▶ [EXTRACTED MATERIAL]:
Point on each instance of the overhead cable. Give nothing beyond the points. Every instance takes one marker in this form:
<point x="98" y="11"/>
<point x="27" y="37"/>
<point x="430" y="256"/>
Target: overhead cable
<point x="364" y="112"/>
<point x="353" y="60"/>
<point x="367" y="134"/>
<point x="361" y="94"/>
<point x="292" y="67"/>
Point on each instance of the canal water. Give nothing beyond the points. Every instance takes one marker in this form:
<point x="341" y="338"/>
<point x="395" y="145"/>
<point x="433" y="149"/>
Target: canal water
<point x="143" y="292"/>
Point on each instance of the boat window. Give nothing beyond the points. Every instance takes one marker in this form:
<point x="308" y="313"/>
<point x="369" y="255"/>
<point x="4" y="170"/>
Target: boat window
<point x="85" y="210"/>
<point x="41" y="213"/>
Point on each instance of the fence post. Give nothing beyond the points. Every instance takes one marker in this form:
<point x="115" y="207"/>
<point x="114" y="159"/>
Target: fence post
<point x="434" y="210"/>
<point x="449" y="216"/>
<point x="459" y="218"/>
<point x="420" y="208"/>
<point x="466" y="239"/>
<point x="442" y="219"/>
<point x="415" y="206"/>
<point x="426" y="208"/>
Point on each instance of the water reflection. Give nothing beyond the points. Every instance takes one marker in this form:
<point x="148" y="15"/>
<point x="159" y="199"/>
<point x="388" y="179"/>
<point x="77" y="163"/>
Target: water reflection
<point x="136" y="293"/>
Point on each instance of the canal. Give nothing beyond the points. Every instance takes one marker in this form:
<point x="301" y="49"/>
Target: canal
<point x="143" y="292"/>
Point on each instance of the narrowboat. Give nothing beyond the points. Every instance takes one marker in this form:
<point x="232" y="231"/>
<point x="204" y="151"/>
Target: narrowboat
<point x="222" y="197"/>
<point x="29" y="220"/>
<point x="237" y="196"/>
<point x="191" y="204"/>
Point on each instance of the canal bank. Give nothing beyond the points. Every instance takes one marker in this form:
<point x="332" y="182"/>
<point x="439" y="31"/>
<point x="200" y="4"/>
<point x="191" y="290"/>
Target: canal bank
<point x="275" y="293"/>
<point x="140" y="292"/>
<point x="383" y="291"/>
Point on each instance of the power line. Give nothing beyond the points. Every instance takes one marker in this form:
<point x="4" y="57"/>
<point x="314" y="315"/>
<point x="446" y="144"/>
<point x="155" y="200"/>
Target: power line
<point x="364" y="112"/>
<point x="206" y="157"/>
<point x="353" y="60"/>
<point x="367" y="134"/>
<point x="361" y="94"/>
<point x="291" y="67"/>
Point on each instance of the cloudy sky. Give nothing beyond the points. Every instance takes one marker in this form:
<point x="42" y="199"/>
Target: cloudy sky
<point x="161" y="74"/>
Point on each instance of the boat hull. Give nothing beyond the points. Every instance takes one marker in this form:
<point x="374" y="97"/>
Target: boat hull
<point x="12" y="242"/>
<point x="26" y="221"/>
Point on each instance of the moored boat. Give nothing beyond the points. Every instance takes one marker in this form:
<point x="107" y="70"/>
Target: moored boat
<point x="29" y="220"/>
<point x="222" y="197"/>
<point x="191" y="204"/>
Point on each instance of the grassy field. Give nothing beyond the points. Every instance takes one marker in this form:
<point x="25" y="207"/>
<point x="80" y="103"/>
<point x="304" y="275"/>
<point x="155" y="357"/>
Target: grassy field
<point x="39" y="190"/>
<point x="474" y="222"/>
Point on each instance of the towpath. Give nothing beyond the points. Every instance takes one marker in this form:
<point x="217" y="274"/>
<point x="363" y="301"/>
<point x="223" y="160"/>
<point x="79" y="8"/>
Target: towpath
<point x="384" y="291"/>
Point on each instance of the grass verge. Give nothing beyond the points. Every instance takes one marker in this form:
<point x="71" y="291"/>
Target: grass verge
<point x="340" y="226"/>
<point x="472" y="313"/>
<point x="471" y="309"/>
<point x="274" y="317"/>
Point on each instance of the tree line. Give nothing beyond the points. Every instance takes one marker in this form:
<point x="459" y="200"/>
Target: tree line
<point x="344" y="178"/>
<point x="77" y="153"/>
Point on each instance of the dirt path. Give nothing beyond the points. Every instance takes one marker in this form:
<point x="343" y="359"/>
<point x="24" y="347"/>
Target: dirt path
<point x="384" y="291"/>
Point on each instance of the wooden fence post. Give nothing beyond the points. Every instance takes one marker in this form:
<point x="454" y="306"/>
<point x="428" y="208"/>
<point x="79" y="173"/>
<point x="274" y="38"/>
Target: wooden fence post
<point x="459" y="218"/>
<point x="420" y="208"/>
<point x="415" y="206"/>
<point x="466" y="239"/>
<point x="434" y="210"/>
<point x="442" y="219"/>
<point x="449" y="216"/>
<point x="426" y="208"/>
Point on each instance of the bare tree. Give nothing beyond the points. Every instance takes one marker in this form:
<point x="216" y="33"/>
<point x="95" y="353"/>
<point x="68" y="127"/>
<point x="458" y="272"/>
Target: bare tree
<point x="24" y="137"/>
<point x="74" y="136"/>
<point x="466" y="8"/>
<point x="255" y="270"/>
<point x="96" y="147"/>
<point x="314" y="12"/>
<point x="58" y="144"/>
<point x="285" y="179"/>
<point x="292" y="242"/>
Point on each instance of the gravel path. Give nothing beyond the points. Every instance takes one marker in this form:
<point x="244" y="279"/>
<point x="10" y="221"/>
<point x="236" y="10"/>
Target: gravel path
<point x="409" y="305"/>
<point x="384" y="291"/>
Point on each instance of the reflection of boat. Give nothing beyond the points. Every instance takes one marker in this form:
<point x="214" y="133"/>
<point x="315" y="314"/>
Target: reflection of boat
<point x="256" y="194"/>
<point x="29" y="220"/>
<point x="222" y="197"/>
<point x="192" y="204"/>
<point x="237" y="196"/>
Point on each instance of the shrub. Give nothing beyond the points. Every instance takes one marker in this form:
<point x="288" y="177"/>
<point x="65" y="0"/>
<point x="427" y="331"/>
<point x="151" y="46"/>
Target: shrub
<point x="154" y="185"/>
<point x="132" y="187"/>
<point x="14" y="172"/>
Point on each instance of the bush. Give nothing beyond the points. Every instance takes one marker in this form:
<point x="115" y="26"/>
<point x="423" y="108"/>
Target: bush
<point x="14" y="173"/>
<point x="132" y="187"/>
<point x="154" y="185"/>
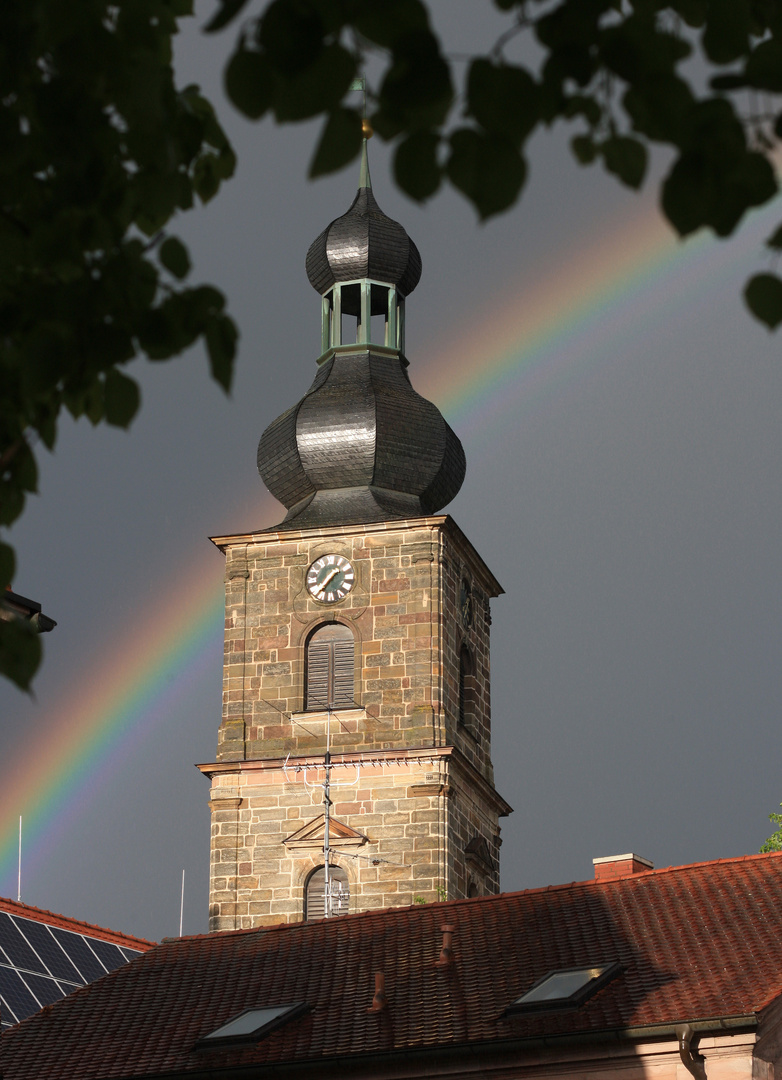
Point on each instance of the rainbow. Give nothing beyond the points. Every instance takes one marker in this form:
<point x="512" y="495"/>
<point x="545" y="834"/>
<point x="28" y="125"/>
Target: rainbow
<point x="140" y="676"/>
<point x="491" y="368"/>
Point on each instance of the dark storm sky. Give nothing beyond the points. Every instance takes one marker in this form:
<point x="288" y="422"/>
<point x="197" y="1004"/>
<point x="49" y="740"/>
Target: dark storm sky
<point x="627" y="498"/>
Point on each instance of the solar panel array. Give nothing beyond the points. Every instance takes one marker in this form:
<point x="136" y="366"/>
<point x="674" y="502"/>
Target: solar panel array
<point x="40" y="963"/>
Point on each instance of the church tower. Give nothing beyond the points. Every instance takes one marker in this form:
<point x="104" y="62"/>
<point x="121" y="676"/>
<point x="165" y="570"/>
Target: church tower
<point x="353" y="764"/>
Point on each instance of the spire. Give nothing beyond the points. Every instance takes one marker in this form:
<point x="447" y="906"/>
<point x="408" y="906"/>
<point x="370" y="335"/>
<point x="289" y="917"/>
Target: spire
<point x="361" y="445"/>
<point x="364" y="178"/>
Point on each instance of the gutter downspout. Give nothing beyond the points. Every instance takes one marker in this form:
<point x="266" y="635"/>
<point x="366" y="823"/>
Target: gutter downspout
<point x="691" y="1063"/>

▶ [TASK TO COMPLETE]:
Could you set down, exactly as written, the lines above between the one holding "Point on each instance of the towpath." and the one holding "Point on each instance of the grass verge.", inclusive, and nothing more?

▶ [EXPECTED ANSWER]:
Point on each instance of the towpath. Give nothing beyond the points. Every instance takes one marker in this form:
<point x="217" y="274"/>
<point x="363" y="301"/>
<point x="223" y="160"/>
<point x="79" y="8"/>
Target: towpath
<point x="384" y="291"/>
Point on each instance of the grass verge. Give nothing beyond the points. Every instance takes one marker in this form:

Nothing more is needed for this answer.